_TASK PROMPT_. Could you retype the whole listing word for word and drop the images?

DATA LISTING START

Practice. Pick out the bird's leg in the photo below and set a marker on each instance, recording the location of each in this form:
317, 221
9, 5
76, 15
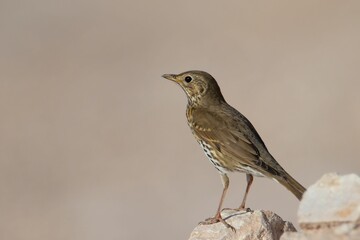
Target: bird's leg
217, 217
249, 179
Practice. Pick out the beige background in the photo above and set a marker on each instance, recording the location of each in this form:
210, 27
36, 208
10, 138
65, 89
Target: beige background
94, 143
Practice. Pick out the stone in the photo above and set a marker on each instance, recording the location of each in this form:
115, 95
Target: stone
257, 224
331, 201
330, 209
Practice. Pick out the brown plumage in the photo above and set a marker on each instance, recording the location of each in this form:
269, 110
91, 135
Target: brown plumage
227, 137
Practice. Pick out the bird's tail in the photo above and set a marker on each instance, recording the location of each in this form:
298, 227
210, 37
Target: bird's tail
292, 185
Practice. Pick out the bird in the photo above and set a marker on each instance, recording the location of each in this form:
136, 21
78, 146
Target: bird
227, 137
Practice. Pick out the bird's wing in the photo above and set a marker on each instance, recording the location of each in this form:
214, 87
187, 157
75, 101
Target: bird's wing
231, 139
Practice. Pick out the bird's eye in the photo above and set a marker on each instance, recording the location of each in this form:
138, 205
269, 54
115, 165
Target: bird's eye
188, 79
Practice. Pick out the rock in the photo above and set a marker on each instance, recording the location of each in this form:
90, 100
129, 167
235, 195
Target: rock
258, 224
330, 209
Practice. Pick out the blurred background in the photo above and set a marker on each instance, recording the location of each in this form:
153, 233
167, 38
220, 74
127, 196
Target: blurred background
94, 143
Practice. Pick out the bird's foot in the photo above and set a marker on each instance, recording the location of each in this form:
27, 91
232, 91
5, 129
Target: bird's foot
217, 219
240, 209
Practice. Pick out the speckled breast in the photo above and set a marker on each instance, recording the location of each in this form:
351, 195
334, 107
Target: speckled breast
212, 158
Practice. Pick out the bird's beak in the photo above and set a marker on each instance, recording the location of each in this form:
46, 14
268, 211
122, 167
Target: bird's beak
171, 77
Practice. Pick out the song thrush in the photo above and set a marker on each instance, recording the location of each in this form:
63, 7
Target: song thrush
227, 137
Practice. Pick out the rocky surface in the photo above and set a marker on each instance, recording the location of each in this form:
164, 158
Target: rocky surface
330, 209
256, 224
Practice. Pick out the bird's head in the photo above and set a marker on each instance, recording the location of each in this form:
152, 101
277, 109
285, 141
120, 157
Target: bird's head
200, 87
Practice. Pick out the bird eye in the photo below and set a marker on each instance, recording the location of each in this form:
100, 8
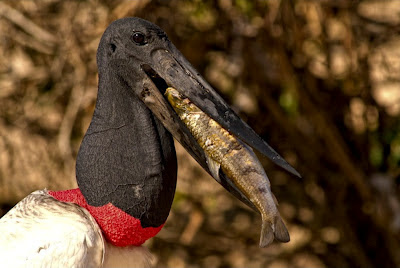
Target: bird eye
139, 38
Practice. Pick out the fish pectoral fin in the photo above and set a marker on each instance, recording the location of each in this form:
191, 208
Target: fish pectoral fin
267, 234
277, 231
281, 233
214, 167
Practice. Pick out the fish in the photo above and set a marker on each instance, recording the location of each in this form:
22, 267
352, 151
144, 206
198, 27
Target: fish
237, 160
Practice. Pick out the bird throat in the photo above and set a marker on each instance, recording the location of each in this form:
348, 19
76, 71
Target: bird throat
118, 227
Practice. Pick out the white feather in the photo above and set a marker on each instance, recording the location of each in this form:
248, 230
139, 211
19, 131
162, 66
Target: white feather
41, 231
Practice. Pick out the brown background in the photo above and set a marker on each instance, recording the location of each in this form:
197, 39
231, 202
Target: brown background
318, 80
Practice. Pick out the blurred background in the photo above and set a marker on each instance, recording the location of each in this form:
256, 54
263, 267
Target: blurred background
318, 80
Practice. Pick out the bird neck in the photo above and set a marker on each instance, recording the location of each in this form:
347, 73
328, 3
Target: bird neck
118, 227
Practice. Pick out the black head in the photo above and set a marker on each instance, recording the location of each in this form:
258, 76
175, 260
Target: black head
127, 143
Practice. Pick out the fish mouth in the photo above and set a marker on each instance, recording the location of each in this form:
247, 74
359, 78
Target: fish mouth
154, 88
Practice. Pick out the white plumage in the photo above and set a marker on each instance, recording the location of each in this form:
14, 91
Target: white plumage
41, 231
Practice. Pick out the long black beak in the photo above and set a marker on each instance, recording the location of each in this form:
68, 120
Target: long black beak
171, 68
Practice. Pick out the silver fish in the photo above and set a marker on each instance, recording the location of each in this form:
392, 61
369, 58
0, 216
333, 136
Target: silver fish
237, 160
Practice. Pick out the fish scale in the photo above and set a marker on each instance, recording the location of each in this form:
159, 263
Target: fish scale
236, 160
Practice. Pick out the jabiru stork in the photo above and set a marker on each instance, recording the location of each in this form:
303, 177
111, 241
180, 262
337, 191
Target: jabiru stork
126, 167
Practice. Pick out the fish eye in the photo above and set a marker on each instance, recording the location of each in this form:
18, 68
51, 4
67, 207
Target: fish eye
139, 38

DATA LISTING END

_TASK RESULT_.
Practice. Pick out the bird's leg in the photo below and set a marker on each instance, recording the location of each in this form:
317, 221
9, 5
76, 15
Target: bird's leg
217, 217
249, 179
Practice. Pick out the beige background in the photo above and set a marker on each instance, recording the location of each in this form:
210, 27
36, 208
10, 138
65, 89
Target: beige background
94, 143
Practice. Pick out the stone in the photo above and set a marker on each instance, recording the location of each in this form:
115, 95
Target: stone
257, 224
331, 201
330, 209
Practice. Pick out the brown plumage in the photo above and set a marker on each instance, recording the location of each in this form:
269, 110
91, 135
Target: brown plumage
227, 137
Practice. Pick out the bird's tail in the photo above and set a marker on each instance, recording the location of each in this form:
298, 227
210, 37
Target: bird's tail
292, 185
Practice. Pick out the bird in the photo above and set a marker on each instance, recording the location of each in this form:
136, 21
78, 146
Target: bird
227, 137
Practice. Pick out the bird's wing in the photo above and set a marker on each instance, recording the location of each in this form:
214, 87
187, 157
75, 101
Target: bird's wing
231, 139
Practice. Pick out the bird's eye in the photo above and set a marker on each instance, recording the location of each in this form:
138, 205
269, 54
115, 165
Target: bird's eye
188, 79
Practice. Pick out the rock in the photo above and set a marker on each instance, recording the location of each in this form:
90, 100
129, 167
235, 195
Target: rock
258, 224
330, 209
Practice. Pick out the blurred background in the photo above and set a marker on each instance, recording the location of each in this form:
153, 233
167, 38
220, 74
127, 196
Target: blurred background
94, 143
Practice. Pick out the bird's foot in the photo above and set a marker on each instance, recording the location of each in this form:
27, 91
232, 91
5, 129
Target: bird's foot
217, 219
240, 209
Practice. Pick out the speckled breast in the photo above and set a marker on each instance, recording the location of each in this form:
351, 195
334, 107
Target: speckled breast
212, 158
Practice. Pick out the bird's beak in the photo above and set a marker on each instance, recording the location of each in this form:
46, 14
268, 211
122, 167
Target: bird's beak
171, 77
Practice. Pick out the song thrush in the photo above and set a marker on each instance, recording the location of each in this form:
63, 7
Target: song thrush
227, 137
Practice. Pick out the rocky surface in the photo above and set a marker on each instance, recording the location of each in this form:
164, 158
Target: rocky surface
330, 209
256, 224
Practice. Pick out the bird's head in the photo above and set a marker on each instance, recording the location of each in this form:
152, 101
277, 109
285, 141
120, 157
Target: bird's head
200, 87
Practice. Pick out the bird eye in the photo below and set a marker on each instance, recording the location of each in this form:
100, 8
Target: bird eye
139, 38
Practice. Pick out the fish pectoral fin in the photo above and set a marker on each instance, recording the location of each in this form:
191, 208
Target: fish pectoral fin
267, 234
277, 231
281, 233
214, 167
Practice. Pick out the fish in the photo above and set a marker on each instance, recording the location of each in this form:
22, 267
352, 151
144, 206
198, 27
Target: fish
237, 160
Practice. Pick out the bird throat in the photo above and set a marker on each instance, recording the location of each in this form:
348, 19
76, 71
Target: bird throat
118, 227
Practice. Pick out the white feather in the photo above and set a marker on each instance, recording the location of each in this form:
248, 230
139, 211
19, 131
162, 66
Target: white feather
41, 231
Practice. Pick out the brown background in the photo above and set a marker on each instance, recording the location of each in this form:
197, 39
231, 202
Target: brown background
318, 80
Practice. Pick out the blurred background in the photo above and set a marker on each instance, recording the location of each in this form:
256, 54
263, 267
Target: blurred background
318, 80
Practice. Pick out the bird neck in the photo above and set a marker on each instance, recording the location of each in this form:
347, 73
328, 3
Target: bird neck
118, 227
Practice. Pick out the black head in the photo above and set a marker on each instance, recording the location of each in this form:
258, 76
175, 260
Target: black head
127, 143
Practice. Pick out the fish mouth in the photo above and set a marker on each instance, recording the location of each in this form:
247, 74
359, 78
Target: fish mouth
154, 88
Practice. Pick out the white plumage in the photo above and set a marker on each instance, recording the location of each in this form:
14, 91
Target: white plumage
41, 231
Practice. Pick out the long black beak in the photo above and set a marker on each instance, recording the location of each in this form:
68, 120
Target: long black beak
171, 68
Practice. Pick out the silver fish in the photo above and set a marker on each instance, recording the location of each in this form:
392, 61
369, 58
0, 216
333, 136
Target: silver fish
237, 160
Practice. Pick out the fish scale in the photo above and set a marker on each instance, recording the location of each in this form:
159, 263
Target: fish scale
236, 160
Practice. Pick out the jabiru stork in the photo above and set a marker on each instance, recording the location of each in this form:
303, 177
111, 241
180, 262
337, 191
Target: jabiru stork
126, 167
Practice. Pick out the fish eye in the photo above and set a marker on each instance, recording the location of each in this form:
18, 68
51, 4
67, 207
Target: fish eye
139, 38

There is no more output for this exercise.